Coordinate annotation entries:
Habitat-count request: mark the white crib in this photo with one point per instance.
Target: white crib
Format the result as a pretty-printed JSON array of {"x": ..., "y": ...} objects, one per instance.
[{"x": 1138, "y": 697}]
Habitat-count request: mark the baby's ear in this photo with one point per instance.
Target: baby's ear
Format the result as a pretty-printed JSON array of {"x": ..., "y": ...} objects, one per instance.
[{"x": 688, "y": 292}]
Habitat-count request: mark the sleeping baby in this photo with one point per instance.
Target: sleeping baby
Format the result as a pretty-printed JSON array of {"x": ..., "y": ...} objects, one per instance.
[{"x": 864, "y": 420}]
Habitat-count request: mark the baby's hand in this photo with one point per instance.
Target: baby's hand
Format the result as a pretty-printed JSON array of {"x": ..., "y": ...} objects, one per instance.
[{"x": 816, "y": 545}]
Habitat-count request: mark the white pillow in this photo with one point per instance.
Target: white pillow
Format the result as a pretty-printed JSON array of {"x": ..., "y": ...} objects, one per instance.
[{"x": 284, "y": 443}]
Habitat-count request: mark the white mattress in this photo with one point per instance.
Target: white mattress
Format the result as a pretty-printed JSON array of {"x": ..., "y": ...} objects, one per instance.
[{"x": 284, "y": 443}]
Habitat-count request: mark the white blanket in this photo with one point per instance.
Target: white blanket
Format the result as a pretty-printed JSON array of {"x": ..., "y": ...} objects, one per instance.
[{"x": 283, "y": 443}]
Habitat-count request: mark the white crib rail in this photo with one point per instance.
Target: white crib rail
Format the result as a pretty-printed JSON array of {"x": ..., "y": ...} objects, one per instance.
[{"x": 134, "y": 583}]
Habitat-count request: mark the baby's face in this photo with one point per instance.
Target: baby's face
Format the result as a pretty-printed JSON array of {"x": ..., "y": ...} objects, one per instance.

■ INSTRUCTION ■
Reproduce all of the material above word for word, with no changes.

■ THE REPLY ■
Habitat-count request: mark the white crib in this photo with one point per instance.
Target: white crib
Format the result as a pretty-printed JSON array of {"x": ..., "y": ...} objects, one per instance.
[{"x": 1138, "y": 697}]
Habitat-count request: mark the baby's ear in this photo with one point per instance.
Target: baby's ear
Format the result as a pretty-printed JSON array of {"x": ..., "y": ...} objects, one per instance.
[{"x": 688, "y": 292}]
Habitat-count request: mark the sleeping baby in this photo with one point per instance.
Target: sleeping baby
Format the result as a pretty-printed JSON array of {"x": ..., "y": ...} objects, one per instance.
[{"x": 864, "y": 420}]
Habitat-count request: mark the baby's hand in this photo with one point per instance.
Target: baby's hand
Format the result as a pretty-printed JSON array of {"x": ..., "y": ...} objects, one per instance.
[{"x": 816, "y": 545}]
Habitat-count request: mark the white pillow in this photo with one point per instance.
Target: white pillow
Format the result as a pretty-printed JSON array of {"x": ..., "y": ...} objects, one per instance.
[{"x": 284, "y": 443}]
Habitat-count request: mark the white mattress in this photo with one point per instance.
Target: white mattress
Format the result as a pretty-printed JSON array of {"x": ..., "y": ...} objects, one per instance.
[{"x": 284, "y": 443}]
Habitat-count request: mark the white blanket in this photo with one point per instance.
Target: white blanket
Format the result as a pretty-printed JSON array of {"x": ..., "y": ...} objects, one per instance.
[{"x": 283, "y": 443}]
Habitat-count request: mark the white crib rail in this photo with one point per instance.
Target: white crib rail
Format the result as a pretty-printed JSON array of {"x": ..., "y": ...} objects, one per instance.
[{"x": 134, "y": 583}]
Habitat-count request: mark the baby's face in this photo with one point per instance.
Target: baby's face
Format the result as a pretty-printed JSON array of {"x": ..., "y": ...} objects, one per instance.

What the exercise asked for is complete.